Dataset excerpt

%%

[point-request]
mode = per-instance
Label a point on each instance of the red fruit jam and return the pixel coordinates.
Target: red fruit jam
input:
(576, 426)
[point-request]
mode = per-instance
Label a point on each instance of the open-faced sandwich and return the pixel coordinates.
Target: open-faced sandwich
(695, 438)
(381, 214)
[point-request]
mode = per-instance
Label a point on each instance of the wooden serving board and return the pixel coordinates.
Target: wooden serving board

%%

§ Given request
Copy every item above line for line, keeping each one unchanged.

§ Exercise response
[point-request]
mode = per-instance
Label a point on each instance of the red fruit jam and return the pixel coordinates.
Target: red fruit jam
input:
(576, 426)
[point-request]
mode = per-instance
Label a point on each instance of the open-faced sandwich and return the pixel coordinates.
Target: open-faced sandwich
(695, 438)
(381, 214)
[point-request]
mode = per-instance
Label a point on each instance of the wooden serving board and return the pixel coordinates.
Target: wooden serving board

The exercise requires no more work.